┌─ Given information

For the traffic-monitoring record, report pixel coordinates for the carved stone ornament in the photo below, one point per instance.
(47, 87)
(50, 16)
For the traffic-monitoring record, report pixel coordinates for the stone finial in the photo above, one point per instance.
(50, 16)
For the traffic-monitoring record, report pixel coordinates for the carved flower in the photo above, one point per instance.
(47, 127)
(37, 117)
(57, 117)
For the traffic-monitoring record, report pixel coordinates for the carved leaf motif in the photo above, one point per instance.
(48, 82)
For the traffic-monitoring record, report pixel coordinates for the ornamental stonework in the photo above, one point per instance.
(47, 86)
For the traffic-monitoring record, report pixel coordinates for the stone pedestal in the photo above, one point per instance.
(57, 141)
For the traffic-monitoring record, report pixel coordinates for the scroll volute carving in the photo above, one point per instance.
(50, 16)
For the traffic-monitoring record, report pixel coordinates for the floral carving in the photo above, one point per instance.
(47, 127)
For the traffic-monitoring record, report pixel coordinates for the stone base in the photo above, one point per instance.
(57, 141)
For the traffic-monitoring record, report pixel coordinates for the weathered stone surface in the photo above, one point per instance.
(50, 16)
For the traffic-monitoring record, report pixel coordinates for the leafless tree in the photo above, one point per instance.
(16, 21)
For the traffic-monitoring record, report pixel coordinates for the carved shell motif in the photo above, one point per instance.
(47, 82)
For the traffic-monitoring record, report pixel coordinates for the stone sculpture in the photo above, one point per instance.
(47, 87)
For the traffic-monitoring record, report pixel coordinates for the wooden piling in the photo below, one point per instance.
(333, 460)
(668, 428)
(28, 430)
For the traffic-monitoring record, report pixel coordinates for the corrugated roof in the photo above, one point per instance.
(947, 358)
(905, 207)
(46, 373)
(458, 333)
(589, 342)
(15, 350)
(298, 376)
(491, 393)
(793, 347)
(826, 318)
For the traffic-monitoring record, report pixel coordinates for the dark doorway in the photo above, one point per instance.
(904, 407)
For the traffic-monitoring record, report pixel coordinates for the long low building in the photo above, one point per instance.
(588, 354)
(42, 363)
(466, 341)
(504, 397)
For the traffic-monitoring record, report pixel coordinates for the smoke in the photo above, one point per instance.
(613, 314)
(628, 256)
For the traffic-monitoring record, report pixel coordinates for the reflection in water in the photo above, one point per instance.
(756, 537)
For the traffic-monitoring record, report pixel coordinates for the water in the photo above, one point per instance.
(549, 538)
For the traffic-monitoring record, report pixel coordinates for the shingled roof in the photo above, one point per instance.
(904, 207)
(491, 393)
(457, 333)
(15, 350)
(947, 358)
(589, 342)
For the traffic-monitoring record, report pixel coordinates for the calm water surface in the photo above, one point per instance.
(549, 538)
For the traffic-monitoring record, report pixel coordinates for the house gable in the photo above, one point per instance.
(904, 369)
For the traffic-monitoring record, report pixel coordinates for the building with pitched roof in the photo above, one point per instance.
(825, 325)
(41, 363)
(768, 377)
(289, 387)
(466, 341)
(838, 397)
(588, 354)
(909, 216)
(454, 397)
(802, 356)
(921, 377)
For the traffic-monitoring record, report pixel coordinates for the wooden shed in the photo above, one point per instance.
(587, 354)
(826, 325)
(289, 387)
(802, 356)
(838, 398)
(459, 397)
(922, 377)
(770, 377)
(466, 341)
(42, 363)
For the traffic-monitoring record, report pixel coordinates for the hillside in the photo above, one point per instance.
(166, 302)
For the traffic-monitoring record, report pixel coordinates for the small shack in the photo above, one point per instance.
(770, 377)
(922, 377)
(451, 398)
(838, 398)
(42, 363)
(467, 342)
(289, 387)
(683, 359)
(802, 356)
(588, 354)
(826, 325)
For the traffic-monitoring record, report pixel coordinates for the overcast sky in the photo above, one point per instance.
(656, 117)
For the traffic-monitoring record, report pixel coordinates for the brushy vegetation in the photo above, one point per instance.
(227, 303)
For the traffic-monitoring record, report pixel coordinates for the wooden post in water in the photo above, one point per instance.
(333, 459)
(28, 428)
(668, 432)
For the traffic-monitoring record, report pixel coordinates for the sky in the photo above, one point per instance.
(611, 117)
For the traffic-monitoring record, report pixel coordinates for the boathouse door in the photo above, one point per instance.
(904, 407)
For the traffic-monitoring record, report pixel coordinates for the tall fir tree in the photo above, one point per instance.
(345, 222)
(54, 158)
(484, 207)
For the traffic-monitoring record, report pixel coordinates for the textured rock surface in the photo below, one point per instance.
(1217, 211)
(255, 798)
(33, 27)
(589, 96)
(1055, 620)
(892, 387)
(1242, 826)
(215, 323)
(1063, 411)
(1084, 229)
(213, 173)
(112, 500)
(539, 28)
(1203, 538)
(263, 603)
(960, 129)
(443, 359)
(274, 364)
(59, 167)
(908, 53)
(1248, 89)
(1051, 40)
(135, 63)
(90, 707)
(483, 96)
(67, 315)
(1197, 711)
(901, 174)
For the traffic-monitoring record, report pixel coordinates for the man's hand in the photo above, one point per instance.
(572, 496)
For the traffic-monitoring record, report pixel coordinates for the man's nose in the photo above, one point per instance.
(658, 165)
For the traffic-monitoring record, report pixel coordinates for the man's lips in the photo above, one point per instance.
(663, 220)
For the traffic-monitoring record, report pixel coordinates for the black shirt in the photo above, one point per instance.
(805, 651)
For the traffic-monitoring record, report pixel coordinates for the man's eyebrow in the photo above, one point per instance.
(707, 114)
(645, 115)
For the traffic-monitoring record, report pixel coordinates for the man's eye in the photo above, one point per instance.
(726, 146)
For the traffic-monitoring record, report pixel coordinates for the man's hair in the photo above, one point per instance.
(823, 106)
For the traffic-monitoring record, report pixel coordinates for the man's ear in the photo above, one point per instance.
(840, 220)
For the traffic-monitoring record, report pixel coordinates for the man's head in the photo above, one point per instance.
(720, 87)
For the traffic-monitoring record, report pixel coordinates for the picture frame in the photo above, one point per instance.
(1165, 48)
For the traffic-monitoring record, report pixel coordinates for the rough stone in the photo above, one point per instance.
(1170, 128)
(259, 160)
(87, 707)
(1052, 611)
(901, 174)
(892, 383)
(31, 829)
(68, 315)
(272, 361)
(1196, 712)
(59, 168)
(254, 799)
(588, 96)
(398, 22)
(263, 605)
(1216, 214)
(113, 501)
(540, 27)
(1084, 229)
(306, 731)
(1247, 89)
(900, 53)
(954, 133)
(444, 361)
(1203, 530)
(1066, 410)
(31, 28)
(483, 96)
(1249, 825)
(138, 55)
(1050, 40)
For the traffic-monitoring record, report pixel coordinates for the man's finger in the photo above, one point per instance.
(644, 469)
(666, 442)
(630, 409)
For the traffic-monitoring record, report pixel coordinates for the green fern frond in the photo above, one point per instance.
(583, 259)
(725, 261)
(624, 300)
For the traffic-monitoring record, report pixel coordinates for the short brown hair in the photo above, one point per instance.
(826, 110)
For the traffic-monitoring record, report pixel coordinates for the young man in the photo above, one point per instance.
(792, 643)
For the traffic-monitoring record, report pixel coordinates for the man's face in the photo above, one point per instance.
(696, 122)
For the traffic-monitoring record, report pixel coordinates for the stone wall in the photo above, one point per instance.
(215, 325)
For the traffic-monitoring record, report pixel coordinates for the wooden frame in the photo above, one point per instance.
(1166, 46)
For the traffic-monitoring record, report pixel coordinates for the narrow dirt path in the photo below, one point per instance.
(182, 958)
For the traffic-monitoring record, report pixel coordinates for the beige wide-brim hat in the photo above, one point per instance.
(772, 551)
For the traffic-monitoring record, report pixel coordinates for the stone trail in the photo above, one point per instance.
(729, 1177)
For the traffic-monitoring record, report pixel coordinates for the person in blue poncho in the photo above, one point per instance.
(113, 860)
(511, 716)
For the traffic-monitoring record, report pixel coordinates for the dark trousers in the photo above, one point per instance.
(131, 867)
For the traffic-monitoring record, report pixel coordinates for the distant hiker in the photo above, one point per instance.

└─

> **Work to be completed**: Duplicate the records word for word, starting with the line that contains "the man's face" and going on through the line that contains "(729, 1177)".

> **Response to the task**:
For the traffic-monitoring record, report pixel coordinates for the man's face in the photo above, one point per instance.
(696, 122)
For the traffic-monitoring record, report pixel coordinates for the stone wall in the photo above, one point per instance.
(215, 325)
For the traffic-monitoring record, report pixel coordinates for the wooden frame in the photo above, one point per instance.
(1166, 46)
For the traffic-monitoring record, report pixel coordinates for the narrow dirt path in the photo below, one point per instance.
(182, 958)
For the traffic-monitoring record, report pixel coordinates for the beige wide-brim hat in the photo above, one point per instance.
(772, 551)
For the traffic-monitoring record, report pixel coordinates for the stone trail in the photo above, one point per instance.
(729, 1177)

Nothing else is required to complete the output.